_Stated goal_: Set down the full listing exactly, character for character.
___ Dataset extract ___
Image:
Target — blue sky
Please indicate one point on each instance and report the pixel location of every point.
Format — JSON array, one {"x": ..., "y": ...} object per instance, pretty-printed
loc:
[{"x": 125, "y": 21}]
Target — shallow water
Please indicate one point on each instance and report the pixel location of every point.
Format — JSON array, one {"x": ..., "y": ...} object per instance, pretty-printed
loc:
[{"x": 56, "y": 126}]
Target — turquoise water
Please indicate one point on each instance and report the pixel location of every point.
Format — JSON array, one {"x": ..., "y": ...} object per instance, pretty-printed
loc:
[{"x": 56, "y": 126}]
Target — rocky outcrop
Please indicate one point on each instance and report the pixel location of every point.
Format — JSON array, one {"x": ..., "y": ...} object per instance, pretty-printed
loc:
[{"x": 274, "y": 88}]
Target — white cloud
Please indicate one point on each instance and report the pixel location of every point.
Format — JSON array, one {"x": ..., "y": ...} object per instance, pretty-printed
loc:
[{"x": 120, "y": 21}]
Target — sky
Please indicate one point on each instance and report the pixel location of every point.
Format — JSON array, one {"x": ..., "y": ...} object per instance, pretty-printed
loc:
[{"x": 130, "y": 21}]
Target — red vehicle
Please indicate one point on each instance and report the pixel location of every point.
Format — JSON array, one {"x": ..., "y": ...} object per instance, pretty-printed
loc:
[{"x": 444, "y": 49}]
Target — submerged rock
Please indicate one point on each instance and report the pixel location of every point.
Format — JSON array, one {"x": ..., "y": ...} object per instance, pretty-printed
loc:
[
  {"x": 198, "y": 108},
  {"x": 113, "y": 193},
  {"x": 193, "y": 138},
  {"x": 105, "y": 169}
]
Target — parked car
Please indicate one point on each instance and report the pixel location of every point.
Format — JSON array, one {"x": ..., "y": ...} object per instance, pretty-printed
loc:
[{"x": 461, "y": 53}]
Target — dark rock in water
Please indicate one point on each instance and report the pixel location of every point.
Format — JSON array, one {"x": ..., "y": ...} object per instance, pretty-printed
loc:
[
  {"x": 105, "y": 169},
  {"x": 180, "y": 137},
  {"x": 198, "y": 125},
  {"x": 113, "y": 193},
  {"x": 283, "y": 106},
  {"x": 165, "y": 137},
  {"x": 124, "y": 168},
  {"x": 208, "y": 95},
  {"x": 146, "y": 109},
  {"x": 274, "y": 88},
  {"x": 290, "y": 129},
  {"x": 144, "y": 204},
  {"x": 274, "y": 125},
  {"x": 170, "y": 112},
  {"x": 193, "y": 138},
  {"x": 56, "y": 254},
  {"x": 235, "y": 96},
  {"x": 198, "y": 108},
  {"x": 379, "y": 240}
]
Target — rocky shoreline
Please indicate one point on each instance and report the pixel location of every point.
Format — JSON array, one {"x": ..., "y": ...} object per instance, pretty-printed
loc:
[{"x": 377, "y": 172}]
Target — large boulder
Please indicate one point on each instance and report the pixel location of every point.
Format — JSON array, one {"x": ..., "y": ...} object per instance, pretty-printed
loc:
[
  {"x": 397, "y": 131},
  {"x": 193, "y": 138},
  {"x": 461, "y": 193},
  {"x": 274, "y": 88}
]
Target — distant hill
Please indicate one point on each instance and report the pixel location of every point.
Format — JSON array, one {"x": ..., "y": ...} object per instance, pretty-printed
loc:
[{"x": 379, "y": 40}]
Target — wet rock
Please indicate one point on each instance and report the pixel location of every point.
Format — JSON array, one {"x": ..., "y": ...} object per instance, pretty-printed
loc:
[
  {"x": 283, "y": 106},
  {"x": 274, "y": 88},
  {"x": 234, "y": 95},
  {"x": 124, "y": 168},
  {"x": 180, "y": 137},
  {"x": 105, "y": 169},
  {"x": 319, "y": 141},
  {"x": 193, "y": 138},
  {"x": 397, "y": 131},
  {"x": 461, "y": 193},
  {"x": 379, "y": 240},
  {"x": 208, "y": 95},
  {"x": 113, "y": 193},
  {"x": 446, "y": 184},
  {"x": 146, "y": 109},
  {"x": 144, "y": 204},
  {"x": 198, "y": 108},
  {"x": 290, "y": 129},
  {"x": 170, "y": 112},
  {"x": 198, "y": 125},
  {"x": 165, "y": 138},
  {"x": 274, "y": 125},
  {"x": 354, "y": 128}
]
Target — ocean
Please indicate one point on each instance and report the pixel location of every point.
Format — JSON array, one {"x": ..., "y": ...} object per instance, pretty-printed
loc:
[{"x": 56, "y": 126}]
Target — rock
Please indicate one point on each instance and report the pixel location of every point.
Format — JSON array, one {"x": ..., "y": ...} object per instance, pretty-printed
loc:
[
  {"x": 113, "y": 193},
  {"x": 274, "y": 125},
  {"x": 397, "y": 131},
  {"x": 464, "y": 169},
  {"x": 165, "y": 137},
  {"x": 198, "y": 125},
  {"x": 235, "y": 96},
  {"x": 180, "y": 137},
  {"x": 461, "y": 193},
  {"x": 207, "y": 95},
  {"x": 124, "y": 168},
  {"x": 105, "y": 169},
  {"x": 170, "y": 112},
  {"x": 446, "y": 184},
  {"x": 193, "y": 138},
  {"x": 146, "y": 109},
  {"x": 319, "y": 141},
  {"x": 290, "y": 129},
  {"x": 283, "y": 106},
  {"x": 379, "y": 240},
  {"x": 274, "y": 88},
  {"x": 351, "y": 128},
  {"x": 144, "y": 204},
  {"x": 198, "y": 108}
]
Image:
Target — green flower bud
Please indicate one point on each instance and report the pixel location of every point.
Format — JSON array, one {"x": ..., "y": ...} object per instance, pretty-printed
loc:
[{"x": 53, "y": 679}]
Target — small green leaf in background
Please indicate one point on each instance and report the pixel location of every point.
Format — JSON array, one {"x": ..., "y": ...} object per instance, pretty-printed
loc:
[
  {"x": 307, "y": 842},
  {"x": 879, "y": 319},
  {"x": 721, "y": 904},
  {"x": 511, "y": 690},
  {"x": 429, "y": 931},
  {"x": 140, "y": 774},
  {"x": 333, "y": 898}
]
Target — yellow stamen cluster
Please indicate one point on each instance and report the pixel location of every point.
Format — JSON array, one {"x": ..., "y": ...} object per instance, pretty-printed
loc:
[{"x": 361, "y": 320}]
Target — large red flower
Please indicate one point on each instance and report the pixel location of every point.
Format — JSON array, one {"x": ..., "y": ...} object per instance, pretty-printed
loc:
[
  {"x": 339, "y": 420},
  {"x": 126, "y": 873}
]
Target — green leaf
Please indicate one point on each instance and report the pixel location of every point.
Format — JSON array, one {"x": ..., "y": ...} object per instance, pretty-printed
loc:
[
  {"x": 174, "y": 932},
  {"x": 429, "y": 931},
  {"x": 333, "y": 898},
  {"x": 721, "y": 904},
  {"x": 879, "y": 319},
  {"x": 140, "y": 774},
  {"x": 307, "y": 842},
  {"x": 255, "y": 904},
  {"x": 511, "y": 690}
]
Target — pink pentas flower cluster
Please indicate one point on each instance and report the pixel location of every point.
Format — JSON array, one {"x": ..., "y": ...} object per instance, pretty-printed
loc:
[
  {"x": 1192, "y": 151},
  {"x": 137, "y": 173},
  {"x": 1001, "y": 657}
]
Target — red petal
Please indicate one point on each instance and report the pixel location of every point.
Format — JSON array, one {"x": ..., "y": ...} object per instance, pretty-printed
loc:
___
_Finished answer_:
Image:
Target — blue sky
Please indicate one point on each instance and report the pixel location of every point.
Format — JSON array, one {"x": ..., "y": ...} object per instance, pretty-printed
loc:
[{"x": 125, "y": 21}]
Target — shallow water
Please indicate one point on each instance and report the pixel location of every point.
Format — JSON array, one {"x": ..., "y": ...} object per instance, pretty-printed
loc:
[{"x": 56, "y": 126}]
Target — turquoise water
Please indicate one point on each instance and report the pixel location of every point.
Format — JSON array, one {"x": ..., "y": ...} object per instance, pretty-printed
loc:
[{"x": 56, "y": 126}]
Target — rocky outcrop
Please indicate one point on each instance and report the pixel location of every point.
Format — JSON array, one {"x": ..., "y": ...} object per instance, pretty-printed
loc:
[{"x": 274, "y": 88}]
Target — white cloud
Please indicate one point on each instance and report the pixel location of every point.
Format — JSON array, one {"x": ..., "y": ...} object per instance, pretty-printed
loc:
[{"x": 120, "y": 21}]
Target — sky
Please indicate one point on each instance and report the pixel location of every point.
Format — JSON array, one {"x": ..., "y": ...} object per instance, pretty-printed
loc:
[{"x": 130, "y": 21}]
Target — red vehicle
Please indicate one point on each instance and report the pixel location of every point.
Format — JSON array, one {"x": ..., "y": ...} object per instance, pretty-printed
loc:
[{"x": 444, "y": 49}]
Target — submerged rock
Please indicate one point on each instance and report the pixel location of every point.
Format — JSON array, one {"x": ..., "y": ...} object per instance, pretty-printed
loc:
[
  {"x": 198, "y": 108},
  {"x": 113, "y": 193},
  {"x": 193, "y": 138},
  {"x": 105, "y": 169}
]
Target — parked car
Please indicate one point on each instance and report the pixel location of every point.
Format — JSON array, one {"x": ..., "y": ...} object per instance, pretty-printed
loc:
[{"x": 461, "y": 53}]
Target — dark rock in water
Please indicate one point on each instance and report the pixel location of every point.
Format — JSON array, one {"x": ..., "y": ...} object per instance, pretty-printed
loc:
[
  {"x": 105, "y": 169},
  {"x": 180, "y": 137},
  {"x": 198, "y": 125},
  {"x": 113, "y": 193},
  {"x": 283, "y": 106},
  {"x": 165, "y": 137},
  {"x": 124, "y": 168},
  {"x": 208, "y": 95},
  {"x": 146, "y": 109},
  {"x": 274, "y": 88},
  {"x": 290, "y": 129},
  {"x": 144, "y": 204},
  {"x": 274, "y": 125},
  {"x": 170, "y": 112},
  {"x": 193, "y": 138},
  {"x": 56, "y": 254},
  {"x": 235, "y": 96},
  {"x": 198, "y": 108},
  {"x": 379, "y": 240}
]
Target — rocky shoreline
Please indicate one point on each instance and report the pixel location of every point.
Format — JSON array, one {"x": ..., "y": ...} object per instance, pretty-printed
loc:
[{"x": 377, "y": 172}]
Target — large boulder
Please indicate one point on each instance and report the pixel location of every point.
Format — JSON array, one {"x": ..., "y": ...} object per instance, pretty-printed
loc:
[
  {"x": 397, "y": 131},
  {"x": 193, "y": 138},
  {"x": 461, "y": 193},
  {"x": 274, "y": 88}
]
Target — distant hill
Please indicate one point on each instance and report the pixel location of every point.
Format — JSON array, one {"x": ..., "y": ...} object per instance, pretty-printed
loc:
[{"x": 379, "y": 40}]
Target — wet rock
Please indicate one point on each instance and report the pixel location of every point.
Format — JSON array, one {"x": ..., "y": ...} object per instance, pretty-printed
loc:
[
  {"x": 283, "y": 106},
  {"x": 274, "y": 88},
  {"x": 234, "y": 95},
  {"x": 124, "y": 168},
  {"x": 180, "y": 137},
  {"x": 105, "y": 169},
  {"x": 319, "y": 141},
  {"x": 193, "y": 138},
  {"x": 397, "y": 131},
  {"x": 461, "y": 193},
  {"x": 379, "y": 240},
  {"x": 208, "y": 95},
  {"x": 113, "y": 193},
  {"x": 446, "y": 184},
  {"x": 146, "y": 109},
  {"x": 144, "y": 204},
  {"x": 198, "y": 108},
  {"x": 290, "y": 129},
  {"x": 170, "y": 112},
  {"x": 198, "y": 125},
  {"x": 165, "y": 138},
  {"x": 274, "y": 125},
  {"x": 354, "y": 128}
]
Target — ocean
Please indicate one point on each instance and report the pixel location of every point.
Format — JSON array, one {"x": ..., "y": ...} object per instance, pretty-printed
loc:
[{"x": 56, "y": 126}]
Target — rock
Please indicate one point on each instance and report the pixel location of every point.
Format — JSON array, one {"x": ..., "y": ...} object per instance, pretty-printed
loc:
[
  {"x": 113, "y": 193},
  {"x": 274, "y": 125},
  {"x": 397, "y": 131},
  {"x": 464, "y": 169},
  {"x": 165, "y": 137},
  {"x": 198, "y": 125},
  {"x": 235, "y": 96},
  {"x": 180, "y": 137},
  {"x": 461, "y": 193},
  {"x": 207, "y": 95},
  {"x": 124, "y": 168},
  {"x": 105, "y": 169},
  {"x": 170, "y": 112},
  {"x": 446, "y": 184},
  {"x": 193, "y": 138},
  {"x": 146, "y": 109},
  {"x": 319, "y": 141},
  {"x": 290, "y": 129},
  {"x": 283, "y": 106},
  {"x": 379, "y": 240},
  {"x": 274, "y": 88},
  {"x": 351, "y": 128},
  {"x": 144, "y": 204},
  {"x": 198, "y": 108}
]
Image:
Target — green flower bud
Please indicate one point on each instance and report the pixel location of every point.
Format — JSON array, one {"x": ..., "y": ...} object per instance, pretty-printed
loc:
[{"x": 53, "y": 679}]
Target — small green leaf in background
Please indicate one point on each instance and report the pixel location of every point.
Format — JSON array, one {"x": ..., "y": ...} object per instance, pretty-printed
loc:
[
  {"x": 307, "y": 842},
  {"x": 879, "y": 319},
  {"x": 721, "y": 904},
  {"x": 511, "y": 690},
  {"x": 429, "y": 931},
  {"x": 140, "y": 774},
  {"x": 333, "y": 898}
]
Target — yellow stamen cluster
Please indicate one point on each instance and report the pixel location of every point.
Format — JSON array, one {"x": ..., "y": ...} object per instance, pretty-printed
loc:
[{"x": 361, "y": 320}]
Target — large red flower
Please indicate one point on each instance and report the pixel location of every point.
Format — JSON array, one {"x": ..., "y": ...} object per instance, pretty-printed
loc:
[
  {"x": 339, "y": 420},
  {"x": 126, "y": 873}
]
Target — green leaf
Please indicate one point on each instance and report the pixel location of every point.
Format — JSON array, one {"x": ..., "y": ...} object per instance, pretty-printed
loc:
[
  {"x": 174, "y": 932},
  {"x": 429, "y": 931},
  {"x": 333, "y": 898},
  {"x": 721, "y": 904},
  {"x": 879, "y": 319},
  {"x": 140, "y": 774},
  {"x": 307, "y": 842},
  {"x": 255, "y": 904},
  {"x": 511, "y": 690}
]
Target — pink pentas flower cluster
Please indicate one point on each instance and report the pixel location of every point.
Format — JSON array, one {"x": ..., "y": ...} object per instance, pretty-printed
loc:
[
  {"x": 1192, "y": 151},
  {"x": 137, "y": 173},
  {"x": 1001, "y": 657}
]
Target — red petal
Please indicate one point on each instance and report the pixel location of every point.
Format — JSON array, one {"x": ..., "y": ...} object per instance, pretty-printed
loc:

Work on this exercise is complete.